Supplied data:

[Begin]

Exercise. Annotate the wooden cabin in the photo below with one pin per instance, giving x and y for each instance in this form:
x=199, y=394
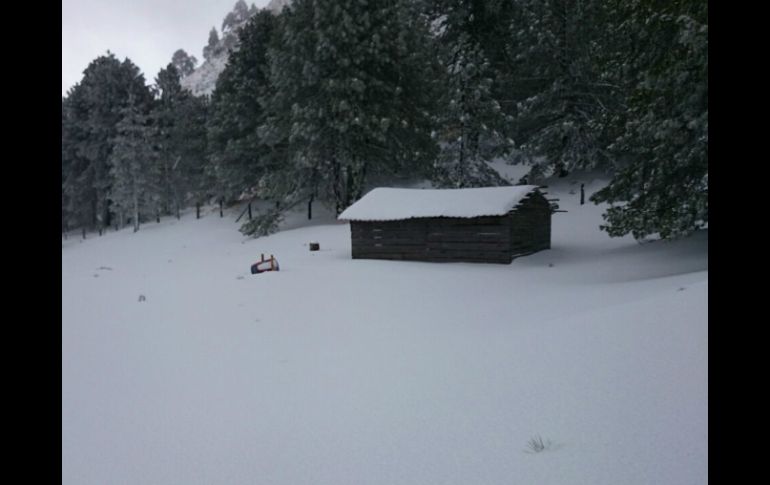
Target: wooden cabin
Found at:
x=484, y=225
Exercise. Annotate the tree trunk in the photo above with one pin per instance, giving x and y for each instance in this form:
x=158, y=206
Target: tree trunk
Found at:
x=136, y=211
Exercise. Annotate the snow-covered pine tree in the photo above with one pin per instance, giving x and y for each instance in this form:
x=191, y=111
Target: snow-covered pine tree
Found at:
x=350, y=91
x=470, y=124
x=93, y=109
x=561, y=97
x=661, y=184
x=239, y=158
x=135, y=192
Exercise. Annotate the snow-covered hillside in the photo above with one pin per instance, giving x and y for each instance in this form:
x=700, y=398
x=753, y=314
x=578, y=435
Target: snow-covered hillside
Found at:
x=341, y=371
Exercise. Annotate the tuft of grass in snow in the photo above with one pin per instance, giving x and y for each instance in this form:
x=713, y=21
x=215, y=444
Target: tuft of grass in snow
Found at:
x=536, y=444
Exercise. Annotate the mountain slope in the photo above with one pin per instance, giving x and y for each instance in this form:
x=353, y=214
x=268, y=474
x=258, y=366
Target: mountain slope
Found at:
x=335, y=370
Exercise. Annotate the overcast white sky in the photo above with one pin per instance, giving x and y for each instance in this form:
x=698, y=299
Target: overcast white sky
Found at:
x=146, y=31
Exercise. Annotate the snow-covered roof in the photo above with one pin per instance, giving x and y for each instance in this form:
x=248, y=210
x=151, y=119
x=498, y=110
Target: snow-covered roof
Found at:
x=388, y=204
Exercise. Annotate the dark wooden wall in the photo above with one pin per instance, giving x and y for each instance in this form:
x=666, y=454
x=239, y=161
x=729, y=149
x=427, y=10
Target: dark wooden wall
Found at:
x=531, y=226
x=447, y=239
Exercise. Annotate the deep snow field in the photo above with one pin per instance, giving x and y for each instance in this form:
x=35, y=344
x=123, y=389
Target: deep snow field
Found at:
x=340, y=371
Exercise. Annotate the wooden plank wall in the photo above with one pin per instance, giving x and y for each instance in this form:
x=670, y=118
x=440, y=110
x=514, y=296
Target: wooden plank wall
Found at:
x=481, y=239
x=443, y=239
x=531, y=226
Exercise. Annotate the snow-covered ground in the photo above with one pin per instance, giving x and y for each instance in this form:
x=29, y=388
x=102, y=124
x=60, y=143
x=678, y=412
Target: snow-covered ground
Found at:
x=341, y=371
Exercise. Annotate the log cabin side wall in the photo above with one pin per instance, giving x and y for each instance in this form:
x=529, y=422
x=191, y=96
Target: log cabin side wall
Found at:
x=530, y=226
x=479, y=239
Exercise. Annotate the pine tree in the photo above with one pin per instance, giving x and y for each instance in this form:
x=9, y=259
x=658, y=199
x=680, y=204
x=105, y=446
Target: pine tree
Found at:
x=661, y=184
x=179, y=119
x=350, y=94
x=134, y=167
x=562, y=98
x=92, y=111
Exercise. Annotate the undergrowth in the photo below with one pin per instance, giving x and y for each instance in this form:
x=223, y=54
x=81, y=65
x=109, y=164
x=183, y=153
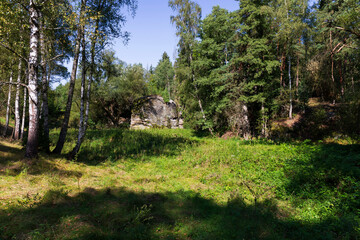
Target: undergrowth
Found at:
x=171, y=184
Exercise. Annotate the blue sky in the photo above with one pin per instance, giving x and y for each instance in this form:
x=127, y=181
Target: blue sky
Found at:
x=152, y=33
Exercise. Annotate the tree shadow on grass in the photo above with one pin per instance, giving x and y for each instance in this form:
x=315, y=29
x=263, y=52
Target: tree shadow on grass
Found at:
x=12, y=163
x=135, y=145
x=329, y=179
x=122, y=214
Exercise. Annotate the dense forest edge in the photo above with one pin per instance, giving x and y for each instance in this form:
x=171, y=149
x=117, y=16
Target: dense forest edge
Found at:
x=269, y=97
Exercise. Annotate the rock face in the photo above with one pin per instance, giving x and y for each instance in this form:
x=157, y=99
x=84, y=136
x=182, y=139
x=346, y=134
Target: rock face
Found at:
x=152, y=111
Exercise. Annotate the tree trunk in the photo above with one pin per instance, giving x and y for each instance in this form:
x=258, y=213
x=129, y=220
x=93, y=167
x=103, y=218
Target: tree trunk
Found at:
x=24, y=111
x=17, y=104
x=198, y=98
x=45, y=84
x=64, y=127
x=81, y=132
x=264, y=121
x=32, y=143
x=297, y=77
x=245, y=122
x=290, y=108
x=8, y=105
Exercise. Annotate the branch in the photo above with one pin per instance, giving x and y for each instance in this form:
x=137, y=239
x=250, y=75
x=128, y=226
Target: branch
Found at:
x=13, y=51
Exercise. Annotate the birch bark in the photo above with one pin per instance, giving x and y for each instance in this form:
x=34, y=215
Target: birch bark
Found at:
x=8, y=106
x=64, y=127
x=17, y=104
x=33, y=139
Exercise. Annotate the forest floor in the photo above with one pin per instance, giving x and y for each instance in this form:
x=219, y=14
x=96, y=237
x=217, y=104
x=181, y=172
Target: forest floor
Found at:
x=172, y=184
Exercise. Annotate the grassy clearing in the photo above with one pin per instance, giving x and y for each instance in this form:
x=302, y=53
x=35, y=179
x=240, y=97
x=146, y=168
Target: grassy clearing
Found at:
x=171, y=184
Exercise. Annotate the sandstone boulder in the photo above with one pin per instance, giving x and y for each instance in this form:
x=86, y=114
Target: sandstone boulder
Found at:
x=153, y=111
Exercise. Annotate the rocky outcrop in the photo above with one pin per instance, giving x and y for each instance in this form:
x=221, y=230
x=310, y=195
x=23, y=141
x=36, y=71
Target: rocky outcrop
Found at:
x=152, y=111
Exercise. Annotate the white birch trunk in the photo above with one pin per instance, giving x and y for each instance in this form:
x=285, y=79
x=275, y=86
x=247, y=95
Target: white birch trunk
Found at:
x=32, y=142
x=23, y=115
x=17, y=104
x=81, y=132
x=64, y=127
x=290, y=108
x=8, y=105
x=45, y=84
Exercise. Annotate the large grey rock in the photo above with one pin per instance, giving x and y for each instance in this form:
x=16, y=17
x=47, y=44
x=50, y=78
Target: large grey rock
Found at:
x=152, y=111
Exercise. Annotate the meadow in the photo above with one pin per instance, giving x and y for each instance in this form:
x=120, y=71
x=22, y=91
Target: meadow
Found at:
x=174, y=184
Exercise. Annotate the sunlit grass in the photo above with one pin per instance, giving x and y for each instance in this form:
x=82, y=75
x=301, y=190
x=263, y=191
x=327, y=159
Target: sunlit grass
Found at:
x=172, y=184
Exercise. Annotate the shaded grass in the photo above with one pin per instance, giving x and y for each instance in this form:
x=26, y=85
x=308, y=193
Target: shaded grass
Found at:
x=163, y=184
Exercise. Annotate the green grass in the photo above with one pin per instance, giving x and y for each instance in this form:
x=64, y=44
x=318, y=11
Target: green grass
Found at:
x=171, y=184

[End]

To do:
Pictures stay out of the copy; please restate every record above exactly.

Correct response:
Exercise. Annotate the wooden cabin in the photo below with one pin per instance, giving x and y for each instance in this form:
x=199, y=394
Target: wooden cabin
Found at:
x=484, y=225
Exercise. Annotate the tree trunk in the photo above with one pin per instance, giving x and y for each instance in this form:
x=158, y=206
Target: tree trunk
Found at:
x=136, y=211
Exercise. Annotate the snow-covered pine tree in the photo above with one pin per instance, giving x and y for each instance in this form:
x=191, y=111
Target: snow-covered pine tree
Found at:
x=350, y=91
x=470, y=124
x=93, y=109
x=561, y=97
x=661, y=184
x=239, y=158
x=135, y=192
Exercise. Annotate the snow-covered hillside in the photo above with one pin per instance, giving x and y for each instance in this form:
x=700, y=398
x=753, y=314
x=578, y=435
Target: snow-covered hillside
Found at:
x=341, y=371
Exercise. Annotate the tuft of grass in snow in the photo above with one pin per instance, giving x and y for each instance in this form:
x=713, y=21
x=215, y=444
Target: tuft of grass in snow
Found at:
x=536, y=444
Exercise. Annotate the mountain slope in the photo above with one pin per instance, giving x and y for each instance in this form:
x=353, y=214
x=268, y=474
x=258, y=366
Target: mountain slope
Found at:
x=335, y=370
Exercise. Annotate the overcast white sky in the photo above with one pin per instance, giving x and y for each instance in this form:
x=698, y=299
Target: overcast white sky
Found at:
x=146, y=31
Exercise. Annotate the snow-covered roof in the photo above with one pin per instance, giving x and y for each instance in this form:
x=248, y=210
x=151, y=119
x=498, y=110
Target: snow-covered roof
Found at:
x=388, y=204
Exercise. Annotate the dark wooden wall in the photo above with one pin per instance, giving x and y for each instance in this form:
x=666, y=454
x=239, y=161
x=729, y=149
x=427, y=10
Target: dark wooden wall
Found at:
x=531, y=226
x=447, y=239
Exercise. Annotate the deep snow field in the photo above with one pin per instance, giving x and y for each instance in this form:
x=35, y=344
x=123, y=389
Target: deep snow field
Found at:
x=340, y=371
Exercise. Annotate the wooden plank wall in the photo above with one pin per instance, giving x and y for each instance in this form:
x=670, y=118
x=440, y=110
x=514, y=296
Target: wooden plank wall
Found at:
x=481, y=239
x=443, y=239
x=531, y=226
Exercise. Annotate the snow-covered ground in the photo above with one pin per instance, giving x and y for each instance in this form:
x=29, y=388
x=102, y=124
x=60, y=143
x=678, y=412
Target: snow-covered ground
Found at:
x=341, y=371
Exercise. Annotate the log cabin side wall in the photo above with one pin per instance, giving x and y for each instance in this form:
x=529, y=422
x=191, y=96
Target: log cabin side wall
Found at:
x=530, y=226
x=479, y=239
Exercise. Annotate the pine tree in the photo above with one pin per instance, giving x and y for each instance in this form:
x=9, y=259
x=658, y=199
x=680, y=204
x=105, y=446
Target: pine tree
Found at:
x=661, y=184
x=179, y=119
x=350, y=94
x=134, y=167
x=562, y=98
x=92, y=111
Exercise. Annotate the undergrowth in the photo below with one pin per instance, giving x and y for each instance in this form:
x=223, y=54
x=81, y=65
x=109, y=164
x=183, y=153
Target: undergrowth
Found at:
x=171, y=184
Exercise. Annotate the blue sky in the photo above with one pin per instance, giving x and y for each instance in this form:
x=127, y=181
Target: blue sky
Found at:
x=152, y=33
Exercise. Annotate the tree shadow on grass in the photo above with one pin per instance, giving x and y for each instance in this form:
x=315, y=29
x=263, y=52
Target: tree shadow on grass
Found at:
x=12, y=163
x=135, y=145
x=329, y=179
x=122, y=214
Exercise. Annotate the dense forest edge in the photo above with one pin per instance, giving x and y for each instance in this form:
x=171, y=149
x=117, y=16
Target: dense forest edge
Found at:
x=269, y=97
Exercise. Annotate the rock face in the photo above with one pin per instance, giving x and y for each instance in this form:
x=157, y=99
x=84, y=136
x=182, y=139
x=346, y=134
Target: rock face
Found at:
x=152, y=111
Exercise. Annotate the tree trunk in the photo above with one pin per instance, giving x and y for each instance in this form:
x=258, y=213
x=129, y=220
x=93, y=167
x=103, y=218
Target: tree trunk
Found at:
x=24, y=111
x=17, y=104
x=198, y=98
x=45, y=84
x=64, y=127
x=81, y=132
x=264, y=121
x=32, y=143
x=297, y=77
x=245, y=122
x=290, y=108
x=8, y=105
Exercise. Annotate the branch in the photo above with one pin per instance, giving x and y for each instance in this form:
x=137, y=239
x=250, y=75
x=128, y=226
Target: branch
Found at:
x=13, y=51
Exercise. Annotate the birch bark in the photo above with one pin per instance, giving x and y for each instance in this form:
x=34, y=215
Target: birch bark
Found at:
x=8, y=106
x=64, y=127
x=17, y=104
x=33, y=139
Exercise. Annotate the forest floor in the photo above with one pin per instance, giving x and y for each instance in this form:
x=219, y=14
x=96, y=237
x=217, y=104
x=181, y=172
Target: forest floor
Found at:
x=172, y=184
Exercise. Annotate the grassy clearing in the photo above with one pin per instance, giving x and y for each instance in this form:
x=302, y=53
x=35, y=179
x=240, y=97
x=146, y=168
Target: grassy clearing
Found at:
x=171, y=184
Exercise. Annotate the sandstone boulder in the photo above with one pin per instance, giving x and y for each instance in this form:
x=86, y=114
Target: sandstone boulder
Found at:
x=153, y=111
Exercise. Annotate the rocky outcrop in the photo above with one pin per instance, giving x and y for each instance in this form:
x=221, y=230
x=310, y=195
x=23, y=141
x=36, y=71
Target: rocky outcrop
Found at:
x=152, y=111
Exercise. Annotate the white birch trunk in the photo above with one pin per instance, giving x and y for each instance in this form:
x=285, y=79
x=275, y=86
x=247, y=95
Target: white birch trunk
Found at:
x=32, y=142
x=23, y=115
x=17, y=104
x=81, y=132
x=64, y=127
x=290, y=108
x=8, y=105
x=45, y=84
Exercise. Annotate the large grey rock in the photo above with one pin per instance, giving x and y for each instance in this form:
x=16, y=17
x=47, y=44
x=50, y=78
Target: large grey rock
Found at:
x=152, y=111
Exercise. Annotate the meadow in the photo above with one pin per instance, giving x and y for each instance in this form:
x=120, y=71
x=22, y=91
Target: meadow
Found at:
x=174, y=184
Exercise. Annotate the sunlit grass in the photo above with one pin per instance, giving x and y for each instance in this form:
x=82, y=75
x=301, y=190
x=263, y=191
x=327, y=159
Target: sunlit grass
Found at:
x=172, y=184
Exercise. Annotate the shaded grass in the photo above with one pin per instance, giving x and y for each instance in this form:
x=26, y=85
x=308, y=193
Target: shaded grass
Found at:
x=163, y=184
Exercise. Annotate the green grass in the photo above with one pin per instance, giving x and y for each instance in this form:
x=64, y=44
x=318, y=11
Target: green grass
Found at:
x=171, y=184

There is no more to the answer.